▶ _Given problem_
Rewrite the lines of the records below as a Markdown table with columns named "Row" and "Line," omitting blank lines. Cover only the lines from the one containing "Could you kindly point to the skateboard deck" through the end of the records, both inclusive.

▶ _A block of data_
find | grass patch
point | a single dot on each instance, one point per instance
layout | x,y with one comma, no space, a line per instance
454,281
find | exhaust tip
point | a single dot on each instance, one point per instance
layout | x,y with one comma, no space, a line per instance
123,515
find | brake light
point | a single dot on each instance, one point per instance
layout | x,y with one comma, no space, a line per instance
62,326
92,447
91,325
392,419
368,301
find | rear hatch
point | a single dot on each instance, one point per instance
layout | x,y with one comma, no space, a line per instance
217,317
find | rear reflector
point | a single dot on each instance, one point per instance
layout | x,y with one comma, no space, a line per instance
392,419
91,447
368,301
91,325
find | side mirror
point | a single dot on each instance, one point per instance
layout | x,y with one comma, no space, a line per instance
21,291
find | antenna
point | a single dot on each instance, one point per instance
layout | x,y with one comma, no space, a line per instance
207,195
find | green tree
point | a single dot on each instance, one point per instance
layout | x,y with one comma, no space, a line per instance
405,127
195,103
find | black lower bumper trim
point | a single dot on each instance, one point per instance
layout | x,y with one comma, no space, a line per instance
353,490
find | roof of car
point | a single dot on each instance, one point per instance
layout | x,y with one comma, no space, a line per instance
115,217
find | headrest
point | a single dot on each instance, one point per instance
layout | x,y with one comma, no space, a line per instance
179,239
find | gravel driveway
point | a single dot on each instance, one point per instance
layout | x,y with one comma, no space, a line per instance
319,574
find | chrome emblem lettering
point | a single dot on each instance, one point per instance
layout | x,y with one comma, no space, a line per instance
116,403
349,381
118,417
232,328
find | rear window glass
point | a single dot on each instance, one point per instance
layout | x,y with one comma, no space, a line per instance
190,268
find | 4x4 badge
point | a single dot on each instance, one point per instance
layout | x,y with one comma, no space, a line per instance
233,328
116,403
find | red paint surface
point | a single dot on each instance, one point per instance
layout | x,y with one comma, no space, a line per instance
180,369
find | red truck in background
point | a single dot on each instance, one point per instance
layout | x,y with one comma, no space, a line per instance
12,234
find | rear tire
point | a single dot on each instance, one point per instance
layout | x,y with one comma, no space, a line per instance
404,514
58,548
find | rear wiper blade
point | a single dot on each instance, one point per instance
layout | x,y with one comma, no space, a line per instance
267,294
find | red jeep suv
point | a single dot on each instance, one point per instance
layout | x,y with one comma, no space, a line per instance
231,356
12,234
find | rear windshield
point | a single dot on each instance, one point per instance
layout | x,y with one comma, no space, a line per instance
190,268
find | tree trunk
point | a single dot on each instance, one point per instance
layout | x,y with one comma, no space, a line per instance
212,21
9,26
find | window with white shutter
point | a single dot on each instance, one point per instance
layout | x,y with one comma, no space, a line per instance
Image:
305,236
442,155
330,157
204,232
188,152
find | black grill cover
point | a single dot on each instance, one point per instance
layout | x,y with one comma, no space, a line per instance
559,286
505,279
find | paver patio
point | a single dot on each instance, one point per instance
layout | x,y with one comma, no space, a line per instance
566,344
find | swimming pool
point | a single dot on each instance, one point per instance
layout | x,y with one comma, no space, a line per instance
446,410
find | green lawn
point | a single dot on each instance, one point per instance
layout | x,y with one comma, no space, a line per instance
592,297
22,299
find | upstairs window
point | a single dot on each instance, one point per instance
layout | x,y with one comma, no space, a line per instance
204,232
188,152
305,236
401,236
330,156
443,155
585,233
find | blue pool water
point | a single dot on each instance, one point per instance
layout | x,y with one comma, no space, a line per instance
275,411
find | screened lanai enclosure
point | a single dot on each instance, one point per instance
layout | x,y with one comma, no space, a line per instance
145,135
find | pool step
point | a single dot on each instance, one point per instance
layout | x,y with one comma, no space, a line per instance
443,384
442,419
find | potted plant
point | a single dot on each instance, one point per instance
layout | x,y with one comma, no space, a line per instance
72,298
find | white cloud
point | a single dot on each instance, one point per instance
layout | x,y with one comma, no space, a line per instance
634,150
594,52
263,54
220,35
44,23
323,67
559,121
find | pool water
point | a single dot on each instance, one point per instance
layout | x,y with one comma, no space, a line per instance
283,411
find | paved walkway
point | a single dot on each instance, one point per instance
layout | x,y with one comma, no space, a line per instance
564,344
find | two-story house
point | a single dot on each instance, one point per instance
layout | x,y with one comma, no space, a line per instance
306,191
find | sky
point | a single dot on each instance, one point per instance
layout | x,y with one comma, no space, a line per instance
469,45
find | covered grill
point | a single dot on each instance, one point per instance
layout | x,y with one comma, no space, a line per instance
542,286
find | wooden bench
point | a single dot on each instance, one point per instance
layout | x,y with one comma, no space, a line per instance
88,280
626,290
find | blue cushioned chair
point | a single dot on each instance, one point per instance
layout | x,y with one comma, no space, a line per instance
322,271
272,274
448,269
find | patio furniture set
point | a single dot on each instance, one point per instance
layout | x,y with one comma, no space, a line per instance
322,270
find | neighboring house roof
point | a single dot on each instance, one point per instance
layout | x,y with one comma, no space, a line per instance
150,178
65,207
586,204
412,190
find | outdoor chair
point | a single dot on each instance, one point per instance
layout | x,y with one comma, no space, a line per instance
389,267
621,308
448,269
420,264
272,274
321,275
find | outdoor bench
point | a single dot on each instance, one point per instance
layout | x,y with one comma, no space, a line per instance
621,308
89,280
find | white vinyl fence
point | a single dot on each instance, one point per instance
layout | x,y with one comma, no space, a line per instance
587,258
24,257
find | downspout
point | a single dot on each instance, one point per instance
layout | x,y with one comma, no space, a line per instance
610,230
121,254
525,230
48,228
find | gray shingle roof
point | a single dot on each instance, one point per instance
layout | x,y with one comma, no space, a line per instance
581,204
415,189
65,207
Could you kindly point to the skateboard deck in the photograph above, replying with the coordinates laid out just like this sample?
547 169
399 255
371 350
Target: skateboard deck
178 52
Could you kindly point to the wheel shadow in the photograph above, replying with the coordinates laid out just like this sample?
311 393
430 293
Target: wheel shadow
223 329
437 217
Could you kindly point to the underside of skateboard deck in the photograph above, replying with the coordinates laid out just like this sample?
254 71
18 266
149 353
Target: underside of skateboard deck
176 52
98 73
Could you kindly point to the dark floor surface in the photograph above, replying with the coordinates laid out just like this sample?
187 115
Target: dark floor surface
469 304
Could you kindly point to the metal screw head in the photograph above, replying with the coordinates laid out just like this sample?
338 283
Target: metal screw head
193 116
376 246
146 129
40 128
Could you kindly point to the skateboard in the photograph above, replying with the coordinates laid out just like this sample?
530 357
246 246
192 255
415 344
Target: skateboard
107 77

▶ _Exercise response_
| Row | Line |
|---|---|
| 1 | Could you kindly point to the skateboard deck in the photograph above, replying with the coordinates laid out just like this sample? |
| 2 | 547 169 |
| 3 | 399 255 |
| 4 | 371 350 |
| 5 | Target: skateboard deck |
| 6 | 178 52 |
| 7 | Could you kindly point to the wheel shadow in the photograph above, replying with the coordinates laid out just like this sample? |
| 8 | 311 393 |
| 9 | 430 293 |
| 10 | Target: wheel shadow |
| 11 | 223 329 |
| 12 | 437 217 |
| 13 | Could you kindly point to the underside of skateboard deck in the photograph above, replying with the coordinates laid out just like this sample? |
| 14 | 254 71 |
| 15 | 18 266 |
| 16 | 149 353 |
| 17 | Target: underside of skateboard deck |
| 18 | 176 52 |
| 19 | 98 73 |
| 20 | Could you kindly point to the dark floor surface in the photograph above, replying with the coordinates laid out just like this sample? |
| 21 | 187 115 |
| 22 | Target: dark floor surface |
| 23 | 469 304 |
| 24 | Could you kindly point to the metal screw head in the photograph above, replying with the coordinates laid out just like this sample? |
| 25 | 338 283 |
| 26 | Target: metal screw head |
| 27 | 193 116 |
| 28 | 376 246 |
| 29 | 146 129 |
| 30 | 40 128 |
| 31 | Could you kindly point to the skateboard in the photograph above, replying with the coordinates laid out just like this sample? |
| 32 | 530 357 |
| 33 | 246 246 |
| 34 | 192 255 |
| 35 | 415 344 |
| 36 | Target: skateboard |
| 37 | 107 77 |